The problem:
Count the lines in the items below that contain the string "green", with case taken into account, and reply with the number alone.

Data provided:
━━━━━━━━━━━━━━━━━━━━━━━━━━━━━━

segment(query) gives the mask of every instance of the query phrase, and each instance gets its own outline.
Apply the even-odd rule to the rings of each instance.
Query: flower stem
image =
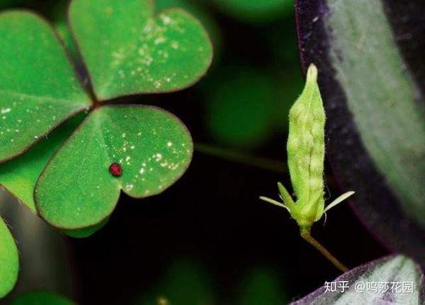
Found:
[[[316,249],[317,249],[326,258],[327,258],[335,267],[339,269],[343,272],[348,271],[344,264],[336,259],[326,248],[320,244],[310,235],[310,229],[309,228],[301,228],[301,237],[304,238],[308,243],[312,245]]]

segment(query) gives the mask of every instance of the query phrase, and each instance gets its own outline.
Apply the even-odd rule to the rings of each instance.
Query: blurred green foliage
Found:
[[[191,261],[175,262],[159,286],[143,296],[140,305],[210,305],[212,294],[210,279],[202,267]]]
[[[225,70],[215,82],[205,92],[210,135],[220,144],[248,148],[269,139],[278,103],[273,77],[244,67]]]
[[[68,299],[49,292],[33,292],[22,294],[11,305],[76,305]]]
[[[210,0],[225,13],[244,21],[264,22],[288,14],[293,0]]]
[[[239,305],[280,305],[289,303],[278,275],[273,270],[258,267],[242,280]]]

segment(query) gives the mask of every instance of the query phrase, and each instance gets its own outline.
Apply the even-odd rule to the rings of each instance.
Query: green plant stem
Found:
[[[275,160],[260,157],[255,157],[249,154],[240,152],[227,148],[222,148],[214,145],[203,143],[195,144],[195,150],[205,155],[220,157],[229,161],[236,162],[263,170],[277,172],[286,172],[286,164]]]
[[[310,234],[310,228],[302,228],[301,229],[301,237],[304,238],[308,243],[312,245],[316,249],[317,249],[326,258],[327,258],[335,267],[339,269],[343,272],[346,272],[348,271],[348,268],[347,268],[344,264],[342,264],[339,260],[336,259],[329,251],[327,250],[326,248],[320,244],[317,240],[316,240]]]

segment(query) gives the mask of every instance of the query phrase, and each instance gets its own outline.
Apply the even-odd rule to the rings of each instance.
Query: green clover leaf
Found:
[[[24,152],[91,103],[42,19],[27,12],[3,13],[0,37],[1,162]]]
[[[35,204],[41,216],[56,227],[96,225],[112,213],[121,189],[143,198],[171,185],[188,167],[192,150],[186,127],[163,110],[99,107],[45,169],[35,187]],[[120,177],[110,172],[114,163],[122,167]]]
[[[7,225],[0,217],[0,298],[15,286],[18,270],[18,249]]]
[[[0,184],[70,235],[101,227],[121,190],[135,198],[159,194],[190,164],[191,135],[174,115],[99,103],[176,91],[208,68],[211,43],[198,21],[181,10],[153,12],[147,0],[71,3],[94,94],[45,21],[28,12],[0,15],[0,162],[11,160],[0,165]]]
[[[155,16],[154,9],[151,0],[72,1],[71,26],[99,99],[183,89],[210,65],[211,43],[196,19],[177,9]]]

━━━━━━━━━━━━━━━━━━━━━━━━━━━━━━

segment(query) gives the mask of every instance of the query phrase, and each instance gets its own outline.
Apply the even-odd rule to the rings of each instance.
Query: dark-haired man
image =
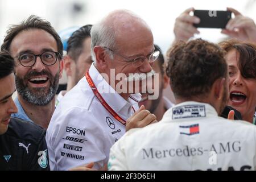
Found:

━━━━━━━━━━━━━━━━━━━━━━━━━━━━━━

In response:
3